■ TASK REQUIREMENTS:
(a) In the mailing list excerpt, what is the value of Fengguag's automated testing to the kernel project?
(b) Revise the mailing list excerpt from "2016-02-24 Thread Michael" down to "a valuable service.", putting "devices" wherever "hardware" appears.

>> START DOCUMENT EXCERPT

Re: [RFC/PATCH 1/1] format-patch: add an option to record base tree info

2016-02-24 Thread Michael J Gruber
Stefan Beller venit, vidit, dixit 23.02.2016 23:21:
> On Tue, Feb 23, 2016 at 12:46 PM, H. Peter Anvin  wrote:
>> On February 23, 2016 12:35:12 PM PST, Junio C Hamano  
>> wrote:
>>> ebied...@xmission.com (Eric W. Biederman) writes:
>>>
 Junio C Hamano  writes:

> It is valuable for a testing organization to say "We tested this
> series on top of version X.  We know it works, we have tested on a
> lot more hardware than the original developer had, we know this is
> good to go."  It is a valuable service.
>
> But that is valuable only if version X is still relevant, isn't it?
>
> Is the relevance of a version something that is decided by a
> developer who submits a patch series, or is it more of an attribute
> of the project and where the current integration is happening?
> Judging from the responses from Dan to this thread, I think the
> answer is the latter, and for the purpose of identifying the
> relevant version(s), the project does not even care about the exact
> commit, but it wants to know more about which branch the series is
> targetted to.
>
> With that understanding, I find it hard to believe that it buys the
> project much for the "base" commit to be recorded in a patch series
> and automated testing is done by applying the patches to that exact
> commit, which possibly is no-longer-relevant, even though it may
> help shielding the testing machinery from "you tested with a wrong
> version" complaints.
>
> Isn't it more valuable for the test robot to say "this may or may
> not have worked well with whatever old version the patch series was
> based on, but it no longer is useful to the current tip of the
> 'master'"?  If you consider what benefit the project would gain by
> having such a robot, that is the conclusion I have to draw.
>
> So I still am not convinced that this "record base commit" is a
> useful thing to do.

 So I don't know what value this has to the git project.
>>>
>>> Oh, don't worry, I wasn't talking about value this may have to the
>>> Git project at all.  "The value to the project" I mentioned in my
>>> response was all about the value to the kernel project.
>>>
 The value of Fengguag's automated testing to the kernel project is to
 smoke out really stupid things.
>>>
>>> I'll snip your bullet points, but as I wrote, I do understand the
>>> value of prescreening test.
>>>
>>> What I was questioning was what value it gives to that testing to
>>> use "the developer based this patch on this exact commit" added to
>>> each incoming patch, and have Fengguag's testing machinery test a
>>> patch with a base version that may no longer be relevant in the
>>> context of the project.  Compared to that, wouldn't "this no longer
>>> applies to the branch the series targets" or "this still applies
>>> cleanly, but no longer compiles because the surrounding API has
>>> changed" be much more valuable?

>> END DOCUMENT EXCERPT
>> START GIVEN INFORMATION

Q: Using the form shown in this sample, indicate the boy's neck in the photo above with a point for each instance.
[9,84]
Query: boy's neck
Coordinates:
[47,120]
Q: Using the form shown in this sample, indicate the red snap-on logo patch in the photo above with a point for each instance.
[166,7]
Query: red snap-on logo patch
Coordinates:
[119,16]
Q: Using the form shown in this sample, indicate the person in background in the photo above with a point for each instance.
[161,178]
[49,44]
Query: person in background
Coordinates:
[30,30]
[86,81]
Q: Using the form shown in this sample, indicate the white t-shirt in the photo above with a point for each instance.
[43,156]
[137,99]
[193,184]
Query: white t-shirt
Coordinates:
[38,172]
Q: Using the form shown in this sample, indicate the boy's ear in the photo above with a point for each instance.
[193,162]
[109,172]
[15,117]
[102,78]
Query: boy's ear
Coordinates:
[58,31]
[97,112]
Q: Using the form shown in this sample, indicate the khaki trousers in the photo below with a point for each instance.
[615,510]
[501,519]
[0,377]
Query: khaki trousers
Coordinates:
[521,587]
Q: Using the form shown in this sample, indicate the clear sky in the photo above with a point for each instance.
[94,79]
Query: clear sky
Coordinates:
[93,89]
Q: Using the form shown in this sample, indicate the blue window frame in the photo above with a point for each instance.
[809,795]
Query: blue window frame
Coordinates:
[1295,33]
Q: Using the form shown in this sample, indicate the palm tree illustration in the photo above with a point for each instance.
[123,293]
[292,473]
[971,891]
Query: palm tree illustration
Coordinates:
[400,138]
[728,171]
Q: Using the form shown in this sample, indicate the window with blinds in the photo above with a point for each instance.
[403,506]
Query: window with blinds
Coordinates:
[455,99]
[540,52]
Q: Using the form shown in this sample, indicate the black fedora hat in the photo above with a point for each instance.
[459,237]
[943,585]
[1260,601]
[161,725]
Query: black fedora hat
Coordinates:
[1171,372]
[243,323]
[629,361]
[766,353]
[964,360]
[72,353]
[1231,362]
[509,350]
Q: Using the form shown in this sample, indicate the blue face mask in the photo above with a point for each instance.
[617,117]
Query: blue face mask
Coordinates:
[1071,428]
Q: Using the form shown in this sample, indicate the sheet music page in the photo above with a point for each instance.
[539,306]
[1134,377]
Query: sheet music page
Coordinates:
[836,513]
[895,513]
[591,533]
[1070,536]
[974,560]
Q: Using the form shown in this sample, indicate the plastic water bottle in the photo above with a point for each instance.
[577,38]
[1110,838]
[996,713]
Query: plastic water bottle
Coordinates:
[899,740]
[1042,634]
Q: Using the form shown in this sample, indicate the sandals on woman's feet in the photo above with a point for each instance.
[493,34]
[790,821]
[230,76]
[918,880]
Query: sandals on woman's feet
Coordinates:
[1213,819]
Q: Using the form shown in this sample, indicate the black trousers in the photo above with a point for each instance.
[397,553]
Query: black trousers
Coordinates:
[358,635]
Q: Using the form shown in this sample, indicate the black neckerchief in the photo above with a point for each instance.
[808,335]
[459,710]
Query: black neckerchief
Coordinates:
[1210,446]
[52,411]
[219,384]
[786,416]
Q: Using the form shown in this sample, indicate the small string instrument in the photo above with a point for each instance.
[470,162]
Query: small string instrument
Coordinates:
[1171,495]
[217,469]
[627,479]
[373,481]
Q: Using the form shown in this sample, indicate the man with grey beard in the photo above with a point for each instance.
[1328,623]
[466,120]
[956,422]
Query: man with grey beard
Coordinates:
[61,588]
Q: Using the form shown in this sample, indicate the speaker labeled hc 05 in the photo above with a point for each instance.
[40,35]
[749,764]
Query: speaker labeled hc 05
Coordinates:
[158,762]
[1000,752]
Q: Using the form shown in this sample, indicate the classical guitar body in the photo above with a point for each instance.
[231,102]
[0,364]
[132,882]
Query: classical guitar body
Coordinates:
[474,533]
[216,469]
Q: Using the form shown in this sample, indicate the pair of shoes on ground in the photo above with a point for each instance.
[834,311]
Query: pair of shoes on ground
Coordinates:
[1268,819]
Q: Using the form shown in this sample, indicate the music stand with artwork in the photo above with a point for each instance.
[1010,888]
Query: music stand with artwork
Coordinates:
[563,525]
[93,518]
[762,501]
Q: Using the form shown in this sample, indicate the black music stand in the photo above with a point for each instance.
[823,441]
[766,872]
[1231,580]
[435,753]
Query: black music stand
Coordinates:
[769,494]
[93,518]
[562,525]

>> END GIVEN INFORMATION

■ TASK-BY-TASK ANSWERS:
(a) It smokes out really stupid things.

(b)
2016-02-24 Thread Michael J Gruber
Stefan Beller venit, vidit, dixit 23.02.2016 23:21:
> On Tue, Feb 23, 2016 at 12:46 PM, H. Peter Anvin  wrote:
>> On February 23, 2016 12:35:12 PM PST, Junio C Hamano  
>> wrote:
>>> ebied...@xmission.com (Eric W. Biederman) writes:
>>>
 Junio C Hamano  writes:

> It is valuable for a testing organization to say "We tested this
> series on top of version X.  We know it works, we have tested on a
> lot more devices than the original developer had, we know this is
> good to go."  It is a valuable service.